▶ **YOUR TASKS**
1) In the prior-free mechanism article, copy out everything from "PFMs should be" down to "or mean value).".
2) According to the prior-free mechanism article, what kind of approximation guarantees does a prior-free mechanism provide?

= Prior-free mechanism =

A prior-free mechanism (PFM) is a mechanism in which the designer does not have any information on the agents' valuations, not even that they are random variables from some unknown probability distribution.

A typical application is a seller who wants to sell some items to potential buyers. The seller wants to price the items in a way that will maximize his profit. The optimal prices depend on the amount that each buyer is willing to pay for each item. The seller does not know these amounts, and cannot even assume that the amounts are drawn from a probability distribution. The seller's goal is to design an auction that will produce a reasonable profit even in worst-case scenarios.

PFMs should be contrasted with two other mechanism types:
- Bayesian-optimal mechanisms (BOM) assume that the agents' valuations are drawn from a known probability distribution. The mechanism is tailored to the parameters of this distribution (e.g., its median or mean value).
- Prior-independent mechanisms (PIM) assume that the agents' valuations are drawn from an unknown probability distribution. They sample from this distribution in order to estimate the distribution parameters.
From the point-of-view of the designer, BOM is the easiest, then PIM, then PFM. The approximation guarantees of BOM and PIM are in expectation, while those of PFM are in worst-case.

What can we do without a prior? A naive approach is to use statistics: ask the potential buyers what their valuations are and use their replies to calculate an empirical distribution function. Then, apply the methods of Bayesian-optimal mechanism design to the empirical distribution function.

The problem with this naive approach is that the buyers may behave strategically. Since the buyers' answers affect the prices that they are going to pay, they may be incentivized to report false valuations in order to push the price down. The challenge in PFMD is to design truthful mechanisms. In truthful mechanisms, the agents cannot affect the prices they pay, so they have no incentive to report untruthfully.

Several approaches for designing truthful prior-free mechanisms are described below.

== Deterministic empirical distribution ==
For every agent $i$, let $F_{-i}$ be the empirical distribution function calculated based on the valuations of all agents except $i$. Use the Bayesian-optimal mechanism with $F_{-i}$ to calculate price and allocation for agent $i$.

▶ **MATERIAL SUPPLIED**
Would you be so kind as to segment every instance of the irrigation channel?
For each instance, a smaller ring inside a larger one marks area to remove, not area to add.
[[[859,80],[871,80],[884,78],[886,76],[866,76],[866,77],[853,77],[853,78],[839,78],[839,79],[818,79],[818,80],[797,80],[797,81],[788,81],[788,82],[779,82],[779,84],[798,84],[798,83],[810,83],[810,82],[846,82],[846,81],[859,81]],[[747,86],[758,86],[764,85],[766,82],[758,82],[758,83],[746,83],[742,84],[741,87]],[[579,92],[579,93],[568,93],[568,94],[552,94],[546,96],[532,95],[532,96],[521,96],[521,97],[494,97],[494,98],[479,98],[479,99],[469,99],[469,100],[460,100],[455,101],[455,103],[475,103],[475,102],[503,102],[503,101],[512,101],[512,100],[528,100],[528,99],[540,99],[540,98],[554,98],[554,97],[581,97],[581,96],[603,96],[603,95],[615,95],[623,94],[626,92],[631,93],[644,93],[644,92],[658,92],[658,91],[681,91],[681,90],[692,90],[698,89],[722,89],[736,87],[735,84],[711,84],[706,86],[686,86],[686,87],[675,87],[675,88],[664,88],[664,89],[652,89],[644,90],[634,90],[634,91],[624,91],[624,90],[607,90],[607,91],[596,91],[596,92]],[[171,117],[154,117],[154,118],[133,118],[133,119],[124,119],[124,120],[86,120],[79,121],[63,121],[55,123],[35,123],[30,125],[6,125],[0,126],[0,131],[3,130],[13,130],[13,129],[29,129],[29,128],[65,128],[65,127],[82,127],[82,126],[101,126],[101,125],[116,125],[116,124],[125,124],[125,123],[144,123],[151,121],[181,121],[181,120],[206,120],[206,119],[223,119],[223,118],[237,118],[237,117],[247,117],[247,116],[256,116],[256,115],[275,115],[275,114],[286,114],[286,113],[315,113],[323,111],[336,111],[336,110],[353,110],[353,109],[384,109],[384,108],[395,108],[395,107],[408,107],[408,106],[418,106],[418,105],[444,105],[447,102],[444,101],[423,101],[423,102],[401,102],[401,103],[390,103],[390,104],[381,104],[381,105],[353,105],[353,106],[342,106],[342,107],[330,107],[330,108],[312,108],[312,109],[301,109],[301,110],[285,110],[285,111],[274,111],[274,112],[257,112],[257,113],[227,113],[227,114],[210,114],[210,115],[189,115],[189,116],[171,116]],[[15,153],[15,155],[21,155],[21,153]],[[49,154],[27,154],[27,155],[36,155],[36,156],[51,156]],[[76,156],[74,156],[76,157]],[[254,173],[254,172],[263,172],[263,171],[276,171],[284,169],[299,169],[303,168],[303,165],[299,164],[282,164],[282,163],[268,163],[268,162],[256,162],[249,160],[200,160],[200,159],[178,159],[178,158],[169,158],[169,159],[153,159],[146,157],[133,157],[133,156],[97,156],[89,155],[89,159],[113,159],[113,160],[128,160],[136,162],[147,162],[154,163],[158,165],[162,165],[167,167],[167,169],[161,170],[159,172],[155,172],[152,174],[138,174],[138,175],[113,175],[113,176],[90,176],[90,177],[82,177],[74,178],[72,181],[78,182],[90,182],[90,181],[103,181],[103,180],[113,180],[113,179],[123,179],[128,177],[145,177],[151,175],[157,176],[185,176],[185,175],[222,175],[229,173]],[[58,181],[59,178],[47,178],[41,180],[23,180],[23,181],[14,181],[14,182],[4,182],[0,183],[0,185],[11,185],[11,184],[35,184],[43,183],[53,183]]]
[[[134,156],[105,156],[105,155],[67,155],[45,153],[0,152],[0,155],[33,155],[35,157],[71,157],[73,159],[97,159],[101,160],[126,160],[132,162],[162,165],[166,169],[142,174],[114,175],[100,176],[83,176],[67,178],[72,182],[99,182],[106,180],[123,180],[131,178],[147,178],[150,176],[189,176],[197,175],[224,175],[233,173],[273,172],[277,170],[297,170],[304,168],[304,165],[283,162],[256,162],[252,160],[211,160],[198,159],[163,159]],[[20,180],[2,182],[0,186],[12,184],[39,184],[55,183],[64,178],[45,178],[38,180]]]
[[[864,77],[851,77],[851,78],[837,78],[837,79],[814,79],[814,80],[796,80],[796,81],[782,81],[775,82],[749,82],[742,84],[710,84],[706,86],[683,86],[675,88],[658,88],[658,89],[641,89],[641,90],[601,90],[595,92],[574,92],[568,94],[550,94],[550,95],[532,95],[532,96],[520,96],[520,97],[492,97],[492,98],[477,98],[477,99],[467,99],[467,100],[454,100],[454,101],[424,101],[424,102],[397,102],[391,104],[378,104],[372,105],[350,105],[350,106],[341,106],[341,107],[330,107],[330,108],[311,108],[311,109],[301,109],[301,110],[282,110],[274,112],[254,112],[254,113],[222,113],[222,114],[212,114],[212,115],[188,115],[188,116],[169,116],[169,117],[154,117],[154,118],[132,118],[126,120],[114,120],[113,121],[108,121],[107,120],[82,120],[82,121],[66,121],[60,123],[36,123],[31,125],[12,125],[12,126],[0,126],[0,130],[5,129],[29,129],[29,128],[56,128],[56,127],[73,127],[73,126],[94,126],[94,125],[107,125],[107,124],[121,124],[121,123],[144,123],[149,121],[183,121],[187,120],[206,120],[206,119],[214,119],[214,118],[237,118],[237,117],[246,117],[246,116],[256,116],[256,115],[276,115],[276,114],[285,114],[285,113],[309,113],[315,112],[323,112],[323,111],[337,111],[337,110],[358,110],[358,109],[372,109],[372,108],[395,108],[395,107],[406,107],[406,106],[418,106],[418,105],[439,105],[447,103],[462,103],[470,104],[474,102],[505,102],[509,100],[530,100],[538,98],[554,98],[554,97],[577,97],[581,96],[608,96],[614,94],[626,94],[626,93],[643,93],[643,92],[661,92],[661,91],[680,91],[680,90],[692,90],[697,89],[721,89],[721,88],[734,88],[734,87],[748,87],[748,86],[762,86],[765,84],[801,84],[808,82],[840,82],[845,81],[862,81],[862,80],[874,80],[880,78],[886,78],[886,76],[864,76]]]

▶ **EXPECTED OUTPUTS**
1)
PFMs should be contrasted with two other mechanism types:
- Bayesian-optimal mechanisms (BOM) assume that the agents' valuations are drawn from a known probability distribution. The mechanism is tailored to the parameters of this distribution (e.g., its median or mean value).

2) Worst-case guarantees, not guarantees in expectation.